Which of the lines in the records below hold the string "worn"? Copy every one of them.

▶ **Exercise inputs**:

*** Begin section ***

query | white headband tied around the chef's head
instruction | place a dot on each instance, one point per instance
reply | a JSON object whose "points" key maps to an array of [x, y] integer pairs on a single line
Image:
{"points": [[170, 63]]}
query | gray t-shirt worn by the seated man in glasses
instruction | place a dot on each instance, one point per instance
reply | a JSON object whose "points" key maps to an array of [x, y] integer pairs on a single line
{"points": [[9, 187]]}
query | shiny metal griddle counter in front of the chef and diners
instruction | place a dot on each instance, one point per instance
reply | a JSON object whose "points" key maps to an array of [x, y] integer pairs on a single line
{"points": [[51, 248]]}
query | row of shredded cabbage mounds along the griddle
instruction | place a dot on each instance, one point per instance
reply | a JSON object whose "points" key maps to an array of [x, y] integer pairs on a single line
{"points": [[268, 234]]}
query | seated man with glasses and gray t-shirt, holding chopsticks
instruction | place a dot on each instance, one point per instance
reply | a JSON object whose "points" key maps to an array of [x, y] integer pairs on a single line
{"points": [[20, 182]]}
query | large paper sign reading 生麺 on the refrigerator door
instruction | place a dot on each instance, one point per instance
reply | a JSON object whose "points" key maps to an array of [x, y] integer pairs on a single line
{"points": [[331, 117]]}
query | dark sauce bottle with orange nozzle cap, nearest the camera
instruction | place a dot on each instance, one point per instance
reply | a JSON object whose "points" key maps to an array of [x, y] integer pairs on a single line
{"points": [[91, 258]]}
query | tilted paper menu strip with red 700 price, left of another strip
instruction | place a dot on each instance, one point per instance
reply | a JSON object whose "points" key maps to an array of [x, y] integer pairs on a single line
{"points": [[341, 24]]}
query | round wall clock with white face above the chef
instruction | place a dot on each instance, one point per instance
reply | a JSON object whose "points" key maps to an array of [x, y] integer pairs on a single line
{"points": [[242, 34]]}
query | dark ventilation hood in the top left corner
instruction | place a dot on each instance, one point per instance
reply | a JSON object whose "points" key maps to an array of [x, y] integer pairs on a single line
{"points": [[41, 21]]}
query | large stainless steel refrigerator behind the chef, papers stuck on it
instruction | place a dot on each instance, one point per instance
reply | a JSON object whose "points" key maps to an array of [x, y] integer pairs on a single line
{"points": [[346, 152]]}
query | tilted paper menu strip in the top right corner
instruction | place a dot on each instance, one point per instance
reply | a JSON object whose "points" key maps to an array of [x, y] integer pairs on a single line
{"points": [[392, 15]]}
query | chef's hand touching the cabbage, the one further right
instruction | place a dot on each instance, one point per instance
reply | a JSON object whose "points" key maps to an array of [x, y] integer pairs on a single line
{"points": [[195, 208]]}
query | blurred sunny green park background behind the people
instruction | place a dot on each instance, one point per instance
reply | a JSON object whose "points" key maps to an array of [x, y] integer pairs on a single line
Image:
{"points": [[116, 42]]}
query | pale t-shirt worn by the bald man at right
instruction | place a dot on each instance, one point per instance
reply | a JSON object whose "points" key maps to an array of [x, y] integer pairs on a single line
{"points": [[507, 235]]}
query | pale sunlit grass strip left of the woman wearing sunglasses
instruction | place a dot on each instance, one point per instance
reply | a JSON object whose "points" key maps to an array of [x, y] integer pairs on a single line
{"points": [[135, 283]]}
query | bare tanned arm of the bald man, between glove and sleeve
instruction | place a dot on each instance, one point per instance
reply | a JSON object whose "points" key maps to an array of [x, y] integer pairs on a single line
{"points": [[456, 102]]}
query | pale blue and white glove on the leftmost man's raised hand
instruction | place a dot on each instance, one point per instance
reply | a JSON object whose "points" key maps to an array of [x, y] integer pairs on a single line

*** End section ***

▶ **Problem solution**:
query | gray t-shirt worn by the seated man in glasses
query | pale t-shirt worn by the bald man at right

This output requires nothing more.